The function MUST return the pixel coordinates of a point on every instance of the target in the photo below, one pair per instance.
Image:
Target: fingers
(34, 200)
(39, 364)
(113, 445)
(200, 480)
• • •
### TASK DESCRIPTION
Reproduce every line of the records above with no changes.

### EXERCISE OUTPUT
The function MUST return the pixel coordinates of a point on every instance of the target in the photo below, one pair per instance.
Image:
Target: fingers
(34, 200)
(39, 364)
(113, 445)
(200, 480)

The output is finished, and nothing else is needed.